- WORK TO COMPLETE -
Would you output the whole of the data exactly?

- DATA IN THIS EXERCISE -
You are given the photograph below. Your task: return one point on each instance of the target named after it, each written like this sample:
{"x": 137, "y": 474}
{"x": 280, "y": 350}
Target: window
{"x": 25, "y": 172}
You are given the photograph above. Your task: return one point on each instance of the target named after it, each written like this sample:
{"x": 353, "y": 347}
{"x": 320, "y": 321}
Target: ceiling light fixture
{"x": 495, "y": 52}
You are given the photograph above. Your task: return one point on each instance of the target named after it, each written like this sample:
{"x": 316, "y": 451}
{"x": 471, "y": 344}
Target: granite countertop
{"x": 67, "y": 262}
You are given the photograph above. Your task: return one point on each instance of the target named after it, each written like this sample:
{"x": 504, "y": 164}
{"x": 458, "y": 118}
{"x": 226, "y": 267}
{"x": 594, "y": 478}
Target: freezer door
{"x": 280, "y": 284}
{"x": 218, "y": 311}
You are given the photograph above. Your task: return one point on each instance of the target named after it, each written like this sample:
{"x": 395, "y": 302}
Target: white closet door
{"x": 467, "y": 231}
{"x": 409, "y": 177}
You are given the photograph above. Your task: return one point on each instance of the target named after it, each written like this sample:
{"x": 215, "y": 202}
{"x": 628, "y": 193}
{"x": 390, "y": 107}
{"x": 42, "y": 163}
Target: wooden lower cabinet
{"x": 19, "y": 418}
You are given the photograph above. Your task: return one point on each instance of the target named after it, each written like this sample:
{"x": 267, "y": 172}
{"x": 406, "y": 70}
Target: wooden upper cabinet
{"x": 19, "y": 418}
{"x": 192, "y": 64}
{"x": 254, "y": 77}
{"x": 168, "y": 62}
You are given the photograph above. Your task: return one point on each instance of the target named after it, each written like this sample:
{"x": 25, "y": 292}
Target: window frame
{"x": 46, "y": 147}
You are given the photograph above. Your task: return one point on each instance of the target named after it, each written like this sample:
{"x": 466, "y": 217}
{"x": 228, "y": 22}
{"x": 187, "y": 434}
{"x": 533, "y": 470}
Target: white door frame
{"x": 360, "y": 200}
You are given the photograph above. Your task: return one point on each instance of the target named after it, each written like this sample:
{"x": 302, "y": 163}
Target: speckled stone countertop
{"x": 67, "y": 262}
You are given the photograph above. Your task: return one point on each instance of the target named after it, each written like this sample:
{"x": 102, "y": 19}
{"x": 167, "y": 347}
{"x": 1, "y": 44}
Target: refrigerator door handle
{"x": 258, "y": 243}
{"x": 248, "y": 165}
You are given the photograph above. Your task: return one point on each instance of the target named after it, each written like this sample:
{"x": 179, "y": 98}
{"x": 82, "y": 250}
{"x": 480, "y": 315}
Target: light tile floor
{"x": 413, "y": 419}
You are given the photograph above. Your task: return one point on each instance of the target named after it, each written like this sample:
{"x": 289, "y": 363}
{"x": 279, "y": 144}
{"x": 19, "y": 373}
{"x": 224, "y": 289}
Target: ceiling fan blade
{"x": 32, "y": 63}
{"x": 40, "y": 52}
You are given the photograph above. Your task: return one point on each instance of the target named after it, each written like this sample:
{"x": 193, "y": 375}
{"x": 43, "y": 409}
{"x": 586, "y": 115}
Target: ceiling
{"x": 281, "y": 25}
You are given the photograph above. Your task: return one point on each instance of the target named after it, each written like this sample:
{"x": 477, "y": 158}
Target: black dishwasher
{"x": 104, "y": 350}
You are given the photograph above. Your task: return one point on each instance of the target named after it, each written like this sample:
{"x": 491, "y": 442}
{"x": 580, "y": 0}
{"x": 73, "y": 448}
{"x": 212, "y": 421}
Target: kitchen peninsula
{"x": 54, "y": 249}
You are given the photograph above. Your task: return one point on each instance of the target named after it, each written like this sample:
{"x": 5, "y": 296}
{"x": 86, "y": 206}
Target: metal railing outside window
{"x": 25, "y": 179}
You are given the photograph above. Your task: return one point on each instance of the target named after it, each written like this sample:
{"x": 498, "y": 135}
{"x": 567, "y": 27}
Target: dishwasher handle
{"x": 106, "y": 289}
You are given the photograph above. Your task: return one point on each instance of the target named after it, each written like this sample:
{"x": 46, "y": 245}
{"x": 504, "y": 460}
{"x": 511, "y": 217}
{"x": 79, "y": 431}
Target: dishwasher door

- EXERCISE RESPONSE -
You are given the photograph below. Your task: return one point on each instance of the target named after it, each written like this sample:
{"x": 137, "y": 474}
{"x": 280, "y": 350}
Target: window
{"x": 25, "y": 172}
You are given the photograph above. Your task: return one point on each instance of the target named after it, each written like this sample:
{"x": 353, "y": 347}
{"x": 320, "y": 321}
Target: ceiling light fixture
{"x": 495, "y": 52}
You are given the photograph above. Your task: return one point on each instance of the target named after it, each written like this sample:
{"x": 316, "y": 451}
{"x": 471, "y": 344}
Target: granite countertop
{"x": 67, "y": 262}
You are given the photograph above. Your task: return one point on each instance of the target named after it, each written like this sample:
{"x": 504, "y": 164}
{"x": 458, "y": 118}
{"x": 226, "y": 267}
{"x": 594, "y": 478}
Target: freezer door
{"x": 280, "y": 284}
{"x": 218, "y": 311}
You are given the photograph above. Your task: return one point on each instance of the target named after it, each written like this sample:
{"x": 395, "y": 302}
Target: white closet door
{"x": 467, "y": 231}
{"x": 409, "y": 177}
You are given the photograph above. Your task: return one point on each instance of the target named after it, each written like this sample:
{"x": 215, "y": 202}
{"x": 628, "y": 193}
{"x": 390, "y": 107}
{"x": 42, "y": 163}
Target: wooden lower cabinet
{"x": 19, "y": 418}
You are given the photograph above. Your task: return one point on each instance of the target named after it, each written like this sample:
{"x": 267, "y": 172}
{"x": 406, "y": 70}
Target: wooden upper cabinet
{"x": 19, "y": 418}
{"x": 192, "y": 64}
{"x": 254, "y": 77}
{"x": 168, "y": 62}
You are given the photograph above. Your task: return one point on each instance of the target named after it, each written like this sample:
{"x": 25, "y": 292}
Target: window frame
{"x": 46, "y": 147}
You are given the photograph above. Your task: return one point on each instance of the target named after it, each written like this sample:
{"x": 466, "y": 217}
{"x": 228, "y": 22}
{"x": 187, "y": 434}
{"x": 533, "y": 470}
Target: white door frame
{"x": 360, "y": 200}
You are given the photograph above. Your task: return one point on each instance of the target named after it, each written like this sample:
{"x": 302, "y": 163}
Target: speckled stone countertop
{"x": 67, "y": 262}
You are given the photograph above. Your task: return one point on each instance of the target named after it, each written like this sample:
{"x": 102, "y": 19}
{"x": 167, "y": 347}
{"x": 1, "y": 44}
Target: refrigerator door handle
{"x": 258, "y": 243}
{"x": 248, "y": 165}
You are given the photograph above. Your task: return one point on each instance of the target named after it, each written like this sample:
{"x": 179, "y": 98}
{"x": 82, "y": 250}
{"x": 480, "y": 315}
Target: light tile floor
{"x": 413, "y": 419}
You are given the photograph above. Your task: return one point on each instance of the target named after it, each written like this sample:
{"x": 289, "y": 363}
{"x": 279, "y": 144}
{"x": 19, "y": 373}
{"x": 224, "y": 289}
Target: ceiling fan blade
{"x": 32, "y": 63}
{"x": 40, "y": 52}
You are given the photograph above. Your task: return one point on each instance of the target named after it, each written like this sample:
{"x": 193, "y": 375}
{"x": 43, "y": 409}
{"x": 586, "y": 115}
Target: ceiling
{"x": 281, "y": 25}
You are given the photograph above. Your task: return one point on each instance of the target named after it, each written like this sample:
{"x": 477, "y": 158}
Target: black dishwasher
{"x": 104, "y": 350}
You are given the photograph above. Your task: return one point on each instance of the target named after it, each written like this sample:
{"x": 491, "y": 442}
{"x": 580, "y": 0}
{"x": 73, "y": 448}
{"x": 212, "y": 421}
Target: kitchen peninsula
{"x": 54, "y": 249}
You are given the photograph above. Your task: return one point on each instance of the target named after it, each written like this sample:
{"x": 5, "y": 296}
{"x": 86, "y": 206}
Target: metal railing outside window
{"x": 25, "y": 179}
You are given the photograph above. Your task: return one point on each instance of the target named after it, each written like this sample:
{"x": 498, "y": 135}
{"x": 567, "y": 27}
Target: dishwasher handle
{"x": 106, "y": 289}
You are given the photograph above. Your task: return one point on each instance of the target named after it, each written like this sample:
{"x": 46, "y": 245}
{"x": 504, "y": 460}
{"x": 511, "y": 217}
{"x": 79, "y": 431}
Target: dishwasher door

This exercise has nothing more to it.